Task to carry out ▸ Please copy the entries below word for word.

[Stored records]
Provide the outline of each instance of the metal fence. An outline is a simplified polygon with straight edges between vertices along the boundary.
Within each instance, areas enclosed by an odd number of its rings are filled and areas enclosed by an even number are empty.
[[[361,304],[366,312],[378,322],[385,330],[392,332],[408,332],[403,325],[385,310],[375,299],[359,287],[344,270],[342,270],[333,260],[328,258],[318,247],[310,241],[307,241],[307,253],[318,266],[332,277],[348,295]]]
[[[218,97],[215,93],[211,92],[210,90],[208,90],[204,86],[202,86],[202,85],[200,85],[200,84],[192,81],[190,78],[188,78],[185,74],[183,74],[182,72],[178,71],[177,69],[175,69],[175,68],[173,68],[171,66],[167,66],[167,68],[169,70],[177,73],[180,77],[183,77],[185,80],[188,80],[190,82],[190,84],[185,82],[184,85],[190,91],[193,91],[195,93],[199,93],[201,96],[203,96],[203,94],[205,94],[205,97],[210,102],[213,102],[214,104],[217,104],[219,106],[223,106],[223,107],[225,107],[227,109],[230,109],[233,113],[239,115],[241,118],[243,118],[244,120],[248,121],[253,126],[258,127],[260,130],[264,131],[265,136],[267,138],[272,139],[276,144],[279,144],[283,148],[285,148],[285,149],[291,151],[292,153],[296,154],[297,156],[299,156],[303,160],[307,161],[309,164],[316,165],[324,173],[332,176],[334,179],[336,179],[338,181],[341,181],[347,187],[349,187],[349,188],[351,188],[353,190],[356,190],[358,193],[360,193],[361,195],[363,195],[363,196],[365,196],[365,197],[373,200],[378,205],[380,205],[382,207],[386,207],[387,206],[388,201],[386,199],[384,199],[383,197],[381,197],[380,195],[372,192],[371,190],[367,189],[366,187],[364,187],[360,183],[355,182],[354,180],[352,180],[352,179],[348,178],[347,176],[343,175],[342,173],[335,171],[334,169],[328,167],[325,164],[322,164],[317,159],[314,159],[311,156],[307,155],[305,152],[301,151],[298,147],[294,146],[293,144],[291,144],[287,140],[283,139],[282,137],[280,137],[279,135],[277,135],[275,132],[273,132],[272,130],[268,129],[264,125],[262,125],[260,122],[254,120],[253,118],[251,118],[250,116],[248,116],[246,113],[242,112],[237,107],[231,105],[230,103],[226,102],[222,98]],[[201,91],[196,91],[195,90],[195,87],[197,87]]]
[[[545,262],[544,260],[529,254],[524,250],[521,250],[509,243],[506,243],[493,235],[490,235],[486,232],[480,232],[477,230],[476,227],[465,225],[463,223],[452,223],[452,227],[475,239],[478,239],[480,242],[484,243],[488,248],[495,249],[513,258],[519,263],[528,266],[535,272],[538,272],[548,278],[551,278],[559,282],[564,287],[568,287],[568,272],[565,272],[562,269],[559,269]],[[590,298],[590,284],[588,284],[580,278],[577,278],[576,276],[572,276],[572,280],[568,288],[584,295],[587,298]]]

Completed exercise ▸
Provide the outline of each instance of the metal fence. An outline is a simplified polygon with straight edges between vertices along the boundary.
Within each instance, areas enclosed by an odd number of its rings are filled and areas enclosed by an even number are empty.
[[[361,304],[366,312],[378,322],[385,330],[392,332],[408,332],[403,325],[385,310],[375,299],[359,287],[344,270],[342,270],[333,260],[328,258],[318,247],[310,241],[307,241],[307,253],[318,266],[332,277],[348,295]]]
[[[218,97],[215,93],[211,92],[210,90],[208,90],[204,86],[202,86],[202,85],[200,85],[200,84],[192,81],[190,78],[188,78],[185,74],[183,74],[182,72],[178,71],[177,69],[175,69],[175,68],[173,68],[171,66],[167,66],[167,68],[169,70],[177,73],[180,77],[183,77],[185,80],[188,80],[190,82],[190,84],[185,82],[184,85],[190,91],[193,91],[195,93],[199,93],[201,96],[203,96],[203,94],[205,94],[205,97],[210,102],[213,102],[214,104],[217,104],[219,106],[223,106],[223,107],[225,107],[227,109],[230,109],[233,113],[239,115],[241,118],[243,118],[244,120],[248,121],[253,126],[258,127],[260,130],[264,131],[265,136],[267,138],[272,139],[276,144],[279,144],[283,148],[285,148],[285,149],[291,151],[292,153],[296,154],[297,156],[299,156],[303,160],[307,161],[309,164],[316,165],[324,173],[332,176],[334,179],[336,179],[338,181],[341,181],[347,187],[349,187],[349,188],[351,188],[353,190],[356,190],[358,193],[360,193],[361,195],[363,195],[363,196],[365,196],[365,197],[373,200],[378,205],[380,205],[382,207],[386,207],[387,206],[388,201],[386,199],[384,199],[383,197],[381,197],[380,195],[372,192],[371,190],[367,189],[366,187],[364,187],[360,183],[355,182],[354,180],[352,180],[352,179],[348,178],[347,176],[343,175],[342,173],[335,171],[334,169],[328,167],[325,164],[322,164],[317,159],[314,159],[311,156],[307,155],[305,152],[301,151],[298,147],[294,146],[293,144],[291,144],[287,140],[283,139],[282,137],[280,137],[279,135],[277,135],[275,132],[273,132],[272,130],[268,129],[264,125],[262,125],[260,122],[254,120],[253,118],[251,118],[250,116],[248,116],[246,113],[242,112],[237,107],[231,105],[230,103],[226,102],[222,98]],[[201,91],[196,91],[195,90],[195,87],[197,87]]]
[[[545,262],[544,260],[529,254],[524,250],[521,250],[509,243],[506,243],[493,235],[490,235],[486,232],[480,232],[477,230],[476,227],[465,225],[463,223],[452,223],[452,227],[475,239],[478,239],[480,242],[484,243],[488,248],[495,249],[513,258],[519,263],[528,266],[535,272],[538,272],[548,278],[551,278],[559,282],[564,287],[568,287],[568,272],[565,272],[562,269],[559,269]],[[590,298],[590,284],[588,284],[580,278],[577,278],[576,276],[572,276],[572,280],[568,288],[584,295],[587,298]]]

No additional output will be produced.